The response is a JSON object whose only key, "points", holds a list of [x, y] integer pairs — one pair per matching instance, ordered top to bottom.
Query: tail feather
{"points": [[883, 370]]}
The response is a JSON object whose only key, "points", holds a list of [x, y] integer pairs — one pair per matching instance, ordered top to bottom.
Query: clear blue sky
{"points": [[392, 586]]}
• • • • • • •
**PROBLEM DETAILS**
Can you give the listing above as a two-column CSV headed request_text and answer, with one row for each request? Put each request's full text and its answer in its own quoted field, replacing any line breaks with spaces.

**OUTPUT**
request_text,answer
"The response is a JSON object whose only key, ""points"", holds a list of [x, y] integer pairs — one pair per matching instance, ordered top to bottom. Query: tail feather","{""points"": [[883, 370]]}"
"The response is a JSON object whose only key, ""points"", holds a list of [x, y] integer pairs — one pair per matching instance, ordered top to bottom. Query: clear blue sky","{""points"": [[392, 586]]}"